_Extract_
····················


    The final question is another ‘red herring’.

    Whilst it is true that those who drink the heaviest amounts have the highest risk of harm from alcohol, it is those who drink less who accrue most of the harm, simply because as a group they are much larger.

    The clinical evidence and experimental research in support of my comments were published in the February 2006 issue of ‘Alcoholism’:

    Over an 18 month period, researchers from the prestigious Alcohol Treatment Centre, Luasanne University Hospital, and the Swiss Institute for the Prevention of Alcohol and Drug Problems, screened almost nine thousand emergency department patients. Their conclusions not only confirm the above views and facts, the accuracy of the research is confirmed by Professor Linda Degutis, of Yale University.

    One wonders how, such large numbers, in a relatively small country, would extrapolate on a worldwide basis? Or, more to the point, how many of the escalating hospital admissions for alcohol related problems in the UK, were in that category?

    Further evidence from Finland (1) supports and confirms the above, together with the following facts:

    90% of men consuming less experienced 70% of the self-reported problems,

    70% of the alcohol-related hospitalisations,

    64% of the alcohol-related deaths,and 64% of the premature life-years lost.

    90% of women consuming less experienced

    64% of the self-reported problems:

    60% of the alcohol-related hospitalisations:

    93% of the alcohol-related deaths, and 98% of the premature life-years lost.

    Judging by the questions that DoH have framed they appears to be unwilling or unable to recognise the ‘preventive paradox’ (2) which clearly shows….

    “that efforts to reduce the population harms of alcohol use must reach the majority of drinkers rather thanthe smaller proportion of heavy drinkers.These findings support this paradox
    and NIAAA (3) recommendations to use the screening question”,

    “How many times in the past year have you had 5 or more drinks in a day?” (4 or more for women)

    If screening and brief interventions can produce even modest reductions in heavy drinking episodes among otherwise ‘non problem’ drinkers, the public health
    will most likely benefit.(4)

····················

_Dataset excerpts_
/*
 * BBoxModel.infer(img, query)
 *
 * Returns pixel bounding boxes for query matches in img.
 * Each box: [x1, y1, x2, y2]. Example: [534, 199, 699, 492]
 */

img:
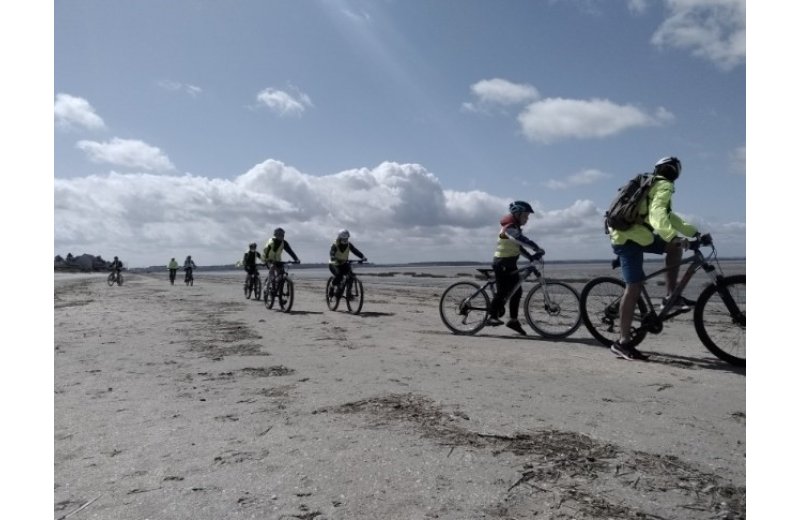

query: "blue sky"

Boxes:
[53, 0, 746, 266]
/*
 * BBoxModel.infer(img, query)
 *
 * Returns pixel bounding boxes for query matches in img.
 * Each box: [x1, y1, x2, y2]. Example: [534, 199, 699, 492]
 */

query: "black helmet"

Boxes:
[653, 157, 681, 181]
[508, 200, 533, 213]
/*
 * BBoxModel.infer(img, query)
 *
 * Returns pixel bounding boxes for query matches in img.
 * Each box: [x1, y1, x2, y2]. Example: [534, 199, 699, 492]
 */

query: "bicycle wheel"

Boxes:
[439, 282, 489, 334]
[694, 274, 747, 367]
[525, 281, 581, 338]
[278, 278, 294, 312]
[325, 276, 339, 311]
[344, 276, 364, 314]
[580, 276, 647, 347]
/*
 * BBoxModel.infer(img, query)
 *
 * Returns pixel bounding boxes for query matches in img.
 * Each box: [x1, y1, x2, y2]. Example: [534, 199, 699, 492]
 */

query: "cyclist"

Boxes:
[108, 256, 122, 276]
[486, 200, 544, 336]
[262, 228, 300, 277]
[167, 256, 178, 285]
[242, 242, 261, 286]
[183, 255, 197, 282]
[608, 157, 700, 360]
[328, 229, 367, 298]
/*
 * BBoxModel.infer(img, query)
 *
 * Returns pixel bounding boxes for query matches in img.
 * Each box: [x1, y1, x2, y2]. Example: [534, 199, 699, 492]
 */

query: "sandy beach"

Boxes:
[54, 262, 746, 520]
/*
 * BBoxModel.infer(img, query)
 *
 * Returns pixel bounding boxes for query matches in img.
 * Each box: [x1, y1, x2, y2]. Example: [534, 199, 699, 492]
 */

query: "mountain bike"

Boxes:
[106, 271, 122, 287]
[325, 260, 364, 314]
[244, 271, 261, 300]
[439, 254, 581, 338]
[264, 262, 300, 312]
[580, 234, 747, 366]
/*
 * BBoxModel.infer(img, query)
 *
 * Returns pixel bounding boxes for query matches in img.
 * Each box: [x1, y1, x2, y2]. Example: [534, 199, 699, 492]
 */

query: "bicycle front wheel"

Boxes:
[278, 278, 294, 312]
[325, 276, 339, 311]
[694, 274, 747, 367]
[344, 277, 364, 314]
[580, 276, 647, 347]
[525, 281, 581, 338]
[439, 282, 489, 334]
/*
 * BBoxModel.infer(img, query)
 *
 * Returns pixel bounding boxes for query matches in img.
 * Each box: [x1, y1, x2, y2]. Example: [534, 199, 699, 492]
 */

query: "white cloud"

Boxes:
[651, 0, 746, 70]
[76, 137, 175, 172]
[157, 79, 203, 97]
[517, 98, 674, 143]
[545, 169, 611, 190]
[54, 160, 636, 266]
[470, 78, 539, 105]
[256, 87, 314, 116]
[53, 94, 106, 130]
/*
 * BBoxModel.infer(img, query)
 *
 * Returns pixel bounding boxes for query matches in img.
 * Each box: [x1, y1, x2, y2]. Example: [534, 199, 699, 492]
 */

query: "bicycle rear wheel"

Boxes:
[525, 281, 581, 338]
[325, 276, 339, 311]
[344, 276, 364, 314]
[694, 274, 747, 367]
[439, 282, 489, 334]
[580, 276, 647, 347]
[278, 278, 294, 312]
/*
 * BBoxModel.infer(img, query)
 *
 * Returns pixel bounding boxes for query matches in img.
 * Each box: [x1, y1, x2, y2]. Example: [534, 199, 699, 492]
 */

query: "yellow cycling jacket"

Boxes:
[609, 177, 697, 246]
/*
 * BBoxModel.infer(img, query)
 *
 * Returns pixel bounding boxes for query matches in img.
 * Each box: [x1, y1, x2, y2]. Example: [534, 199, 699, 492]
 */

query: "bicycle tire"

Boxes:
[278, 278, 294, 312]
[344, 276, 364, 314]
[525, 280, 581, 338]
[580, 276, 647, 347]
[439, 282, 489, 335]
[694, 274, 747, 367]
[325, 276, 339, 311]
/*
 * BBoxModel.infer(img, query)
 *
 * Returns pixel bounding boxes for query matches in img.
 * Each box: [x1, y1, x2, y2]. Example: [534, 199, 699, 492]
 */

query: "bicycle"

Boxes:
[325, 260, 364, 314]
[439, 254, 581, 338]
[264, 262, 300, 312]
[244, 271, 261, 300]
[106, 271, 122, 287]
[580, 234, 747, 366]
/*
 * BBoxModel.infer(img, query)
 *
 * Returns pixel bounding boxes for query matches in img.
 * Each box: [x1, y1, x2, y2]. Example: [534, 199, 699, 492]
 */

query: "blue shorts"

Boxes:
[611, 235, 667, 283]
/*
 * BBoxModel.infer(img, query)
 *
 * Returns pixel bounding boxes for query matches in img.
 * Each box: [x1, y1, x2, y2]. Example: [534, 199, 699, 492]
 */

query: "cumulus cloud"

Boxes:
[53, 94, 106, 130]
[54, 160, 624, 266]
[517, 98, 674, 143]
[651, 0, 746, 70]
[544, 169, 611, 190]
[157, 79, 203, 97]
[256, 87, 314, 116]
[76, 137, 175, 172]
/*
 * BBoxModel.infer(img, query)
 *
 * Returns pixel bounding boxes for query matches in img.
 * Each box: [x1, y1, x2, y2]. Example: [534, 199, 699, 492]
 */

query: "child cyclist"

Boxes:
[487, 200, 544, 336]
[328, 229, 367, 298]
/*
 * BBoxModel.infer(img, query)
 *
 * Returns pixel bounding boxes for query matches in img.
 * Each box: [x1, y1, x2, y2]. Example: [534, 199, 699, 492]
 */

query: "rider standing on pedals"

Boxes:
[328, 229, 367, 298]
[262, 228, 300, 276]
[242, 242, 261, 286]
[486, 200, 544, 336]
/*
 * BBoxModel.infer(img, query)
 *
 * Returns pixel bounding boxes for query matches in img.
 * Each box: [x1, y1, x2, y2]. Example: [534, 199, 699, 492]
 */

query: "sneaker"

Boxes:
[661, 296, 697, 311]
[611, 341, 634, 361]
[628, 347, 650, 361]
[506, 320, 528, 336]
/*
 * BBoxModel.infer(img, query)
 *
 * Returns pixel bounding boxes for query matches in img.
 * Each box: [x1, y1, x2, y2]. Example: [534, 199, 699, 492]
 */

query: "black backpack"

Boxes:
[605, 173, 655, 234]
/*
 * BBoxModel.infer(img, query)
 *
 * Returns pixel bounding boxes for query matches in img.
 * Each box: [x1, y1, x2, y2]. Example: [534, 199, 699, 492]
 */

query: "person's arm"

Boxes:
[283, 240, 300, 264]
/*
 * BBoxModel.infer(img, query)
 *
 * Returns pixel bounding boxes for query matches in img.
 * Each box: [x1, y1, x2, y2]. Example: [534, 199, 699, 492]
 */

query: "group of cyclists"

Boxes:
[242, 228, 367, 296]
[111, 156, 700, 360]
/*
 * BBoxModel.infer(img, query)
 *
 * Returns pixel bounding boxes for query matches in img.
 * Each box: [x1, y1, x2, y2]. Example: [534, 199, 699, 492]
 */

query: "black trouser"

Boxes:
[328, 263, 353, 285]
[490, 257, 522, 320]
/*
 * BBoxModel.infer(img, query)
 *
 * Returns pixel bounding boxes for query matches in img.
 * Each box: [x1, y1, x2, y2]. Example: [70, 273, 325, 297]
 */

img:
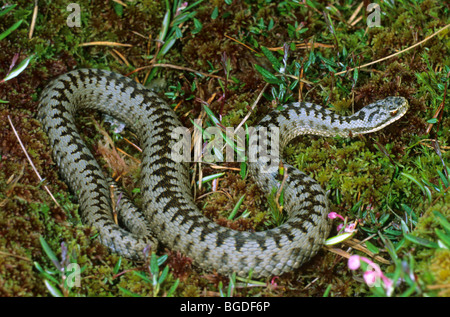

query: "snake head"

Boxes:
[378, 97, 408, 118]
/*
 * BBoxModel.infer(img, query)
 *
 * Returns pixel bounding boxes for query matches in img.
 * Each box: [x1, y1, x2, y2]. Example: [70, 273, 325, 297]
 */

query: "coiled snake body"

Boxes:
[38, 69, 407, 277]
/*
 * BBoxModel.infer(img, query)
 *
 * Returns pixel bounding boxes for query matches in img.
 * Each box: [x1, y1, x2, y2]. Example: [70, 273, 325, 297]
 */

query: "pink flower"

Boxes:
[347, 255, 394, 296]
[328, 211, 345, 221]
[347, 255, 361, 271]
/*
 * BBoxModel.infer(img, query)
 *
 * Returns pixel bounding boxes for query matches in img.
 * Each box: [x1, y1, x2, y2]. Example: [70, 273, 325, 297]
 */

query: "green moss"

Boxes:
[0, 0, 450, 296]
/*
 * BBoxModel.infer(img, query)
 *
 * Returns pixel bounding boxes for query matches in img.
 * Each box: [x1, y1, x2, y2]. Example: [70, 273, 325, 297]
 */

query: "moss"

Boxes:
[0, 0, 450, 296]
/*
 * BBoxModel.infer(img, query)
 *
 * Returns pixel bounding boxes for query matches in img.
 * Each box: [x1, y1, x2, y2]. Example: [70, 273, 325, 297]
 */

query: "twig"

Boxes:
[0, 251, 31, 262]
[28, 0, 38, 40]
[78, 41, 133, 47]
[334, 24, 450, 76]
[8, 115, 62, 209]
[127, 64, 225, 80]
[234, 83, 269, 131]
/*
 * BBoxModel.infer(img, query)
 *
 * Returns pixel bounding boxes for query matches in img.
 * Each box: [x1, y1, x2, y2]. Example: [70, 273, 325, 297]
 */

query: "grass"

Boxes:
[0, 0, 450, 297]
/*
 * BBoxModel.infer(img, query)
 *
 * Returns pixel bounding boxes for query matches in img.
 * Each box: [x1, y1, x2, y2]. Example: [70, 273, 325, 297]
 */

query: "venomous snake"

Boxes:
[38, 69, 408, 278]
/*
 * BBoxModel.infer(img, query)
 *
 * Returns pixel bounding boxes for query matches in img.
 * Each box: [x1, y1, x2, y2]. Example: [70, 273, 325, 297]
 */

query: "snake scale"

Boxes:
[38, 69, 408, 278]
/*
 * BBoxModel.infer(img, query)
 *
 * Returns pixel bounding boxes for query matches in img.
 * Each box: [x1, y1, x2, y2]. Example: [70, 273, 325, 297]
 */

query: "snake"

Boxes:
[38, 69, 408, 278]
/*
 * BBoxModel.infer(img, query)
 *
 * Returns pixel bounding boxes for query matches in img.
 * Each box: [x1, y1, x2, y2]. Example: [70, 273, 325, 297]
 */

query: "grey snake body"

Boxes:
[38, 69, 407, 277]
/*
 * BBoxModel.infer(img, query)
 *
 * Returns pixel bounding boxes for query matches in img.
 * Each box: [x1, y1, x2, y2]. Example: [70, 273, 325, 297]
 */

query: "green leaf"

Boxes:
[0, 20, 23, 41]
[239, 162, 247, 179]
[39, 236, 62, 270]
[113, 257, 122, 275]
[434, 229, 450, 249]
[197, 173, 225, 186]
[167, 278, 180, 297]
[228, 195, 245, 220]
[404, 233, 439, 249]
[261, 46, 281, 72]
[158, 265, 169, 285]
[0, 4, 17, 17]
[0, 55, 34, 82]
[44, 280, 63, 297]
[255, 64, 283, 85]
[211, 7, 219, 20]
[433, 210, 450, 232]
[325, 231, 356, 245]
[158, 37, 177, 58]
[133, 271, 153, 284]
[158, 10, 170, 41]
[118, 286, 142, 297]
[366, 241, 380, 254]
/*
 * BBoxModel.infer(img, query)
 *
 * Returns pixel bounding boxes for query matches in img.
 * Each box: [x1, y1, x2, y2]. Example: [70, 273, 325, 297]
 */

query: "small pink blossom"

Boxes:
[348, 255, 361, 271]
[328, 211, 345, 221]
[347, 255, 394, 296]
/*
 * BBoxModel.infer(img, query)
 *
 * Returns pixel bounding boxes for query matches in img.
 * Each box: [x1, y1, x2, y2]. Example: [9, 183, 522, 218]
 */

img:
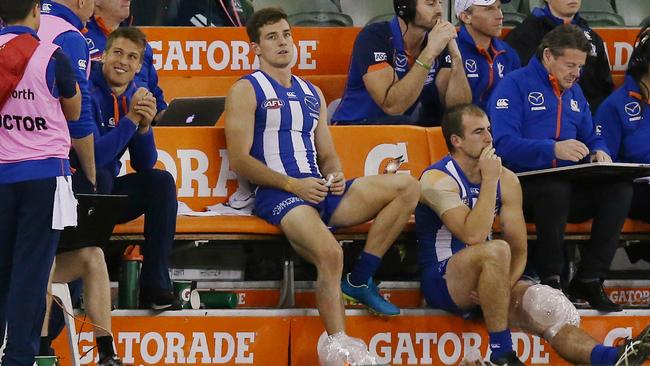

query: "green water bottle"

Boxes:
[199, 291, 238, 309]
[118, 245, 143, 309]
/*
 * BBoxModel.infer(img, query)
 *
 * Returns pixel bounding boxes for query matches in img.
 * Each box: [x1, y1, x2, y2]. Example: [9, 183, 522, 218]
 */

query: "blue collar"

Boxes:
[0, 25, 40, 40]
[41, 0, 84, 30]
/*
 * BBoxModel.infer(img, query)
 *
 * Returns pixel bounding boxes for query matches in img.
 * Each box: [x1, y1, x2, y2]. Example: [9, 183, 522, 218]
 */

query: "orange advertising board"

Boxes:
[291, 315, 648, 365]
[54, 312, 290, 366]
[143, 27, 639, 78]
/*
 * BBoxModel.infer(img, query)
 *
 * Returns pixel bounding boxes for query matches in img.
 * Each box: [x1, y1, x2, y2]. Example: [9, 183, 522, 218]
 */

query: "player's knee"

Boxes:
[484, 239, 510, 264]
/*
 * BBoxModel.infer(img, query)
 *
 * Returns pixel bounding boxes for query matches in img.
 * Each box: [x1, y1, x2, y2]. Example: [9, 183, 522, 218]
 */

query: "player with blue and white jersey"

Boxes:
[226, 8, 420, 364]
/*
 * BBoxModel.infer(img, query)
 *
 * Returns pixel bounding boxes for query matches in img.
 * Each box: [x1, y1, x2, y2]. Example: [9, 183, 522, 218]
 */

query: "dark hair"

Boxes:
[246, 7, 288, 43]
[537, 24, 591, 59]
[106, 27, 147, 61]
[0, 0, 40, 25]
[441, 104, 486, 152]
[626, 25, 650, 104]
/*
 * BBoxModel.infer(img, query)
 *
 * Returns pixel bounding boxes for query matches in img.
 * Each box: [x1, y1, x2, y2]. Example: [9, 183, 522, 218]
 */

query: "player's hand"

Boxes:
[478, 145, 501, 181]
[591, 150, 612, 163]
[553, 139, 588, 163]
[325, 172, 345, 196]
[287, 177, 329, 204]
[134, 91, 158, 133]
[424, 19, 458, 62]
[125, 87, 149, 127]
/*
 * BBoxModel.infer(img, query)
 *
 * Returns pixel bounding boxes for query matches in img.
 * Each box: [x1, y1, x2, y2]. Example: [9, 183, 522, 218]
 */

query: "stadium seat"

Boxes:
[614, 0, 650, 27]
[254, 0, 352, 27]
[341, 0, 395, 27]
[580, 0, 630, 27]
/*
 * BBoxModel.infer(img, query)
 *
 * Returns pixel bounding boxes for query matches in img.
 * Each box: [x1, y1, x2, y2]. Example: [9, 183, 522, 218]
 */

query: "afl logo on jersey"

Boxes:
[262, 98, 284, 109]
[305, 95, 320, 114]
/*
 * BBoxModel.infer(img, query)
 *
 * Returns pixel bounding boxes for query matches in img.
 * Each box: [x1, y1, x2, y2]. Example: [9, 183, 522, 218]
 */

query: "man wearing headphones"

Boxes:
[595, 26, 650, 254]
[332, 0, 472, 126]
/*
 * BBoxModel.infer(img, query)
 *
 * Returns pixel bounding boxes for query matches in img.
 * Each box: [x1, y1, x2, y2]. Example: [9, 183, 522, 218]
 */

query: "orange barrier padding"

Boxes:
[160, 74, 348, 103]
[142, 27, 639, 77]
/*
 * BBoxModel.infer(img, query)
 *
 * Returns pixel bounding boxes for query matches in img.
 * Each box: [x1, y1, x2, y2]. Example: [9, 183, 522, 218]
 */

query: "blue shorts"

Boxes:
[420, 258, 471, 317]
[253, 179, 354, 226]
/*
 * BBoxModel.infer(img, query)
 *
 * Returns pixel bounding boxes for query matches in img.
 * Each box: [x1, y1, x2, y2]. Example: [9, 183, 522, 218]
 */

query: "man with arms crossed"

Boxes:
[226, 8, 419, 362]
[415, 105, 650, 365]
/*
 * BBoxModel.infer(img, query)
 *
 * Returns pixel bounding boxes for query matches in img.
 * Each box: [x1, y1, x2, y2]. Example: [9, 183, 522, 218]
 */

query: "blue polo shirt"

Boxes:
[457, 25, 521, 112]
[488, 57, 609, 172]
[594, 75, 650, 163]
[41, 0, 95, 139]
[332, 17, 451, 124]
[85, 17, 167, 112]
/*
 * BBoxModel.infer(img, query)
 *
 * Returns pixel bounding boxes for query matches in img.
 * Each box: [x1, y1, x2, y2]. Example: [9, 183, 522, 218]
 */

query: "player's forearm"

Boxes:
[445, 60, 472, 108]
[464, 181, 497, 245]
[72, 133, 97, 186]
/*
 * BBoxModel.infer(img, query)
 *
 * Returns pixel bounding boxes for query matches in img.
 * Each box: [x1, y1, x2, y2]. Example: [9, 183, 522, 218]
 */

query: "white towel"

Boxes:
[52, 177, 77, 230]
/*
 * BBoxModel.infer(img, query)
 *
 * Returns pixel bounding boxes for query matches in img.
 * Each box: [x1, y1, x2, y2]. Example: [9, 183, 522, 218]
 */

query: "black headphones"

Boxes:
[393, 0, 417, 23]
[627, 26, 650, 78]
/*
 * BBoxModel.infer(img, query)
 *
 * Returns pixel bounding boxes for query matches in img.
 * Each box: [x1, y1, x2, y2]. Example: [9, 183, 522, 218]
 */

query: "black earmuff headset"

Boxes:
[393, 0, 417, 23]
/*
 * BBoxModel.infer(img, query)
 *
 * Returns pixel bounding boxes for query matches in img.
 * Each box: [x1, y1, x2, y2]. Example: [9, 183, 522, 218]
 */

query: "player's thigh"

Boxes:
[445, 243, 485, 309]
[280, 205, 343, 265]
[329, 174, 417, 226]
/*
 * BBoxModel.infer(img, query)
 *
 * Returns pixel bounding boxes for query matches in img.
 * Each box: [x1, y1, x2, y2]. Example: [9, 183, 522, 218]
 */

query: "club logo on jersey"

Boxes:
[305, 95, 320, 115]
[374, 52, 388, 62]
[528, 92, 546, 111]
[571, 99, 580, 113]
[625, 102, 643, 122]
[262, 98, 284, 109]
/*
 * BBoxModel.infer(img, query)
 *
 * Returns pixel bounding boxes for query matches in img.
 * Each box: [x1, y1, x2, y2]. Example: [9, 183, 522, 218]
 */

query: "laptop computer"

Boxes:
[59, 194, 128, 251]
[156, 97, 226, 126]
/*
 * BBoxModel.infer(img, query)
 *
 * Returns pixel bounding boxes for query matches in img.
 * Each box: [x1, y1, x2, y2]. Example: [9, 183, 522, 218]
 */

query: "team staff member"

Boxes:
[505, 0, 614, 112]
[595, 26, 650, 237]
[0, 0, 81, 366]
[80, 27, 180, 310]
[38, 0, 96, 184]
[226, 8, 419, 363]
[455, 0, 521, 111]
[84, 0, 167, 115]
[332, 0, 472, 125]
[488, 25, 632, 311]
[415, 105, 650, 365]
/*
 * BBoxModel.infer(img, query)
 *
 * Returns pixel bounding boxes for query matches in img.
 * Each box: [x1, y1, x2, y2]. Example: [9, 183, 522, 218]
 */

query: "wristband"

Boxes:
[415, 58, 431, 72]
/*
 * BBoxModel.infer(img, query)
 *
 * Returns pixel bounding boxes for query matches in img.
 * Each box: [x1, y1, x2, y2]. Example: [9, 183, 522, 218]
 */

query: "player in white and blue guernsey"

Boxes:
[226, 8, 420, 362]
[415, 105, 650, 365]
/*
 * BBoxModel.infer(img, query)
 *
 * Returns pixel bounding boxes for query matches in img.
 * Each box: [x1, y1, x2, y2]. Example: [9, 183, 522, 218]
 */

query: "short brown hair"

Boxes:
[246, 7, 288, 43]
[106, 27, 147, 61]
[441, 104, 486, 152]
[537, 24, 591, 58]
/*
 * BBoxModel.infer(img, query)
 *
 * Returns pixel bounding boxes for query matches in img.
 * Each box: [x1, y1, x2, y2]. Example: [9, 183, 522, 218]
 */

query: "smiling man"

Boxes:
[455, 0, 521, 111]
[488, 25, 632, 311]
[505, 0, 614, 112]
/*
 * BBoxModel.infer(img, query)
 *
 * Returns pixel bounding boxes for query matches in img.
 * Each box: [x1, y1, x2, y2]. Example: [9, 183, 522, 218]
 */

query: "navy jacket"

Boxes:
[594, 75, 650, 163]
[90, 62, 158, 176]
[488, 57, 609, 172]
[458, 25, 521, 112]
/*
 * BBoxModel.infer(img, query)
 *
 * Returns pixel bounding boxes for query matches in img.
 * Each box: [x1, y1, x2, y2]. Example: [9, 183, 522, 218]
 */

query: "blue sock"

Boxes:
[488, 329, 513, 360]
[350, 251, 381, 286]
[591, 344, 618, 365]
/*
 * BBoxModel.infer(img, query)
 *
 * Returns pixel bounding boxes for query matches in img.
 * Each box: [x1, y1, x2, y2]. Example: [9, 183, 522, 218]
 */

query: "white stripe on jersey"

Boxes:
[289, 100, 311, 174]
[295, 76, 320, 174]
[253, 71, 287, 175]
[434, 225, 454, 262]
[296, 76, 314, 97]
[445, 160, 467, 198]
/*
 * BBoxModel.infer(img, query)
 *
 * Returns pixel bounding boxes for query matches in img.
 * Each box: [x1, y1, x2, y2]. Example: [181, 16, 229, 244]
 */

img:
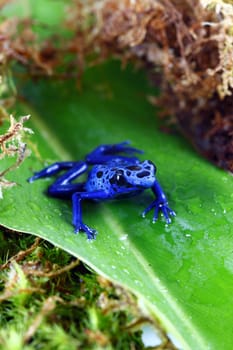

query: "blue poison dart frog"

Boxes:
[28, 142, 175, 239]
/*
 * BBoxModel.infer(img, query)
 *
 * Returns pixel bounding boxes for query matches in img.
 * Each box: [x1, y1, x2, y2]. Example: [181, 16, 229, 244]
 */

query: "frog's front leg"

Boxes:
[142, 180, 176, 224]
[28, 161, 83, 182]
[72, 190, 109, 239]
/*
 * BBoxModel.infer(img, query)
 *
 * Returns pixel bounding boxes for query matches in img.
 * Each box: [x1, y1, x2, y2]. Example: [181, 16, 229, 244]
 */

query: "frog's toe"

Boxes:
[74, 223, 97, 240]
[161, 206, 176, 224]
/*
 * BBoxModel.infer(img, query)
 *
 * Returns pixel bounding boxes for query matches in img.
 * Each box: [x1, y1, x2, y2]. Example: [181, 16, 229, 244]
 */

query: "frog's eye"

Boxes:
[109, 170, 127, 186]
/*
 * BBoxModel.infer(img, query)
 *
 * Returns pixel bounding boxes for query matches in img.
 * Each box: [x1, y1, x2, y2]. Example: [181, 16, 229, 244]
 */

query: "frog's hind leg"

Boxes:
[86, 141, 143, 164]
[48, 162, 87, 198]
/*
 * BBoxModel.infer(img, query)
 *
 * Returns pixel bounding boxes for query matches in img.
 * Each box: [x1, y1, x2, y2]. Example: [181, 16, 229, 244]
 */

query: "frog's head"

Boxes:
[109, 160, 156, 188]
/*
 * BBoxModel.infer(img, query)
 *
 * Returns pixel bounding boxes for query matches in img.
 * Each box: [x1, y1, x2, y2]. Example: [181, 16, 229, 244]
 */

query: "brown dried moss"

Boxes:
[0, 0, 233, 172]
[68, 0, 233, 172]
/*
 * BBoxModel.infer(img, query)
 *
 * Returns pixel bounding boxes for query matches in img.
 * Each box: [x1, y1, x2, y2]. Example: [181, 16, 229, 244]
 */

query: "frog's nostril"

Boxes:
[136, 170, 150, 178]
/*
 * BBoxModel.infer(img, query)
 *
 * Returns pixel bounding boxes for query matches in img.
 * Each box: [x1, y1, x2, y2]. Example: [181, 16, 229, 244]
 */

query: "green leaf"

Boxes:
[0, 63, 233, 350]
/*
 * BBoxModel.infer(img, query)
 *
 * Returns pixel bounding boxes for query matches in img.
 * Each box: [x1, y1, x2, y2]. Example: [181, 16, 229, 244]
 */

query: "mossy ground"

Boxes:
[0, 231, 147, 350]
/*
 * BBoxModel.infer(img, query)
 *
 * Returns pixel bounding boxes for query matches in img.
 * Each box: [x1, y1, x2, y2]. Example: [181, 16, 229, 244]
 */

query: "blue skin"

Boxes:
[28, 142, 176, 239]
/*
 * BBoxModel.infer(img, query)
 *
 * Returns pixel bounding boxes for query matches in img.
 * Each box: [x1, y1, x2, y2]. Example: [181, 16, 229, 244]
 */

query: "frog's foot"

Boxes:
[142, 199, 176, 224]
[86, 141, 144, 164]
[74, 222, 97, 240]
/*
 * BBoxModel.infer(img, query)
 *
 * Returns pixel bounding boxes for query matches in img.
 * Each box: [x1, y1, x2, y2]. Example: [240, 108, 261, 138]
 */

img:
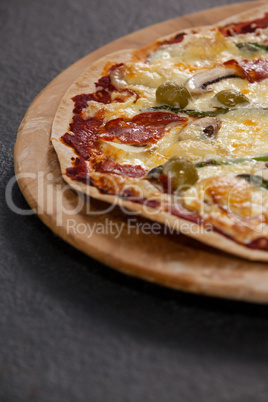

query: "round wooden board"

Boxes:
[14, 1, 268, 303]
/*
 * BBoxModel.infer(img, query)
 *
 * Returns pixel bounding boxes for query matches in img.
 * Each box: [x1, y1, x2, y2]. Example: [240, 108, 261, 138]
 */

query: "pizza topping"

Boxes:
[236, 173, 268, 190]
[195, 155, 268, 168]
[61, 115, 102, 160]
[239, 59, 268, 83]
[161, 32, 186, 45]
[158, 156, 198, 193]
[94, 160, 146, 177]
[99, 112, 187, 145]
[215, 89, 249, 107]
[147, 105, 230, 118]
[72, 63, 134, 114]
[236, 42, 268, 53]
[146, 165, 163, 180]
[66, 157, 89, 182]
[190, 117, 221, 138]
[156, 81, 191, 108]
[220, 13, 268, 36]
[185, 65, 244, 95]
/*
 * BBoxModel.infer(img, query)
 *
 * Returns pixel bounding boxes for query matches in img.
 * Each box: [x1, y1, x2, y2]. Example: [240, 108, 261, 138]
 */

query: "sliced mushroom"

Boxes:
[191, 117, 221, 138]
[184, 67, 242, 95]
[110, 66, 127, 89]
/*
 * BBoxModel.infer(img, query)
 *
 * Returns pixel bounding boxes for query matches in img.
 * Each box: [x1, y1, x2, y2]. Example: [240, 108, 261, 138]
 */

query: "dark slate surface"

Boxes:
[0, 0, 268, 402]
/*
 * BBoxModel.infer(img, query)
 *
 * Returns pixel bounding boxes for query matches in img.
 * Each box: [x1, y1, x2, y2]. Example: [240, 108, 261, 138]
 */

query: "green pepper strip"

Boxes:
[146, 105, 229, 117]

····················

_Actions to take_
1: In the piece on alcohol-related harm, about how many emergency department patients did the Swiss researchers screen?
2: Continue the piece on alcohol-related harm from the point where it stops.

_Numbered answers_
1: Almost nine thousand.

2:
    In conclusion it seems to this writer that if the DoH is serious about reducing the collective and total harms inflicted by alcohol, they would serve their purpose better by taking notice of the exisiting established empirical evidence, rather than seeking to introduce ‘cosmetic’ changes to existing strategies. However since I submitted most of the above to the DoH in response the the first publication of ‘Safe, Sensible’ etc and up unil now have yet to receive the courtesy of a response, or acknowledgement, I am not convinced that they intende to tackel the serious and growing problems that the drug of alcohol is causing.

    1 Poikolainen K, Paljärvi T, Mäkelä P. Alcohol and the preventive paradox: serious harms and drinking patterns. Addiction.2007;102(4):571–578.

    2. Kari Poikolainen, Tapio Paljärvi,
    Pia Mäkelä (2007)H!
    Alcohol and the preventative paradox: serious harms and drinking patterns: ‘Addiction’, vol 102 Issue 4 Pages 571-578

    3. National Institute of Alcohol Abuse and Alcoholism.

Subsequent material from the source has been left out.